:: Action item A ::
Decide whether each statement below agrees with the passage on hub syncing. Answer yes or no for each, and quote the words of the passage that settle it.
(i) The data could be queried and served in several days or less.
(ii) The breadth-first approach works through fids 1 to 700,000+ one after another.
(iii) The get links by target RPC is named as a possible fallback for specific fids.
:: Action item B ::
Write the next part of the passage on hub syncing, starting after its final sentence.

:: Text segment ::
----------------
You should be able to query against this and serve this data in... several days time... or less, depending on your latency to the hub and transfer speed I'm guessing, as well as any SQL tuning we do to optimise the writes. Another optimisation could be starting the initial sync in a breadth-first approach, you might have a specific fid in mind, and queue up that initial fid, followed by all the fids they follow, and their fids they follow etc, instead of brute forcing 1 to 700,000+. At the end of the day these are just some trade-offs you might want to make in your own application to get to a faster result quicker. You might even fall back to using the get links by target RPC for the specific fids you want, and branch out that way to at least build two-way links from an initial fid.
----------------
Extracted data entries
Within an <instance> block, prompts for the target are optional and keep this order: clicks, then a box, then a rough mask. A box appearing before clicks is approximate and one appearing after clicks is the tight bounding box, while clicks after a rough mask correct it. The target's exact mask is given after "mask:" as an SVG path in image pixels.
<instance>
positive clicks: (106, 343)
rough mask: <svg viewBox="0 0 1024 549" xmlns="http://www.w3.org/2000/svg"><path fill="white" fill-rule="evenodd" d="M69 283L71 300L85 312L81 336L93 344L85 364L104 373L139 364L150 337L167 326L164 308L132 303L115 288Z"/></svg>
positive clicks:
----------------
:: Answer box A ::
(i) Yes: "You should be able to query against this and serve this data in... several days time... or less"
(ii) No: "instead of brute forcing 1 to 700,000+"
(iii) Yes: "You might even fall back to using the get links by target RPC for the specific fids you want"

:: Answer box B ::
As of writing this I don't have a checkpointed data source for people to analyze, but in theory it would be pretty easy to spin one up if you left the application running, although you might want to throw in some extra data into that export reactions, profile info and casts before actually wanting to use it for anything useful.
Thanks for getting this far and let me know if you have any other useful data questions you want to explore for a future post, or how you use the link data from the Farcaster network in your own applications!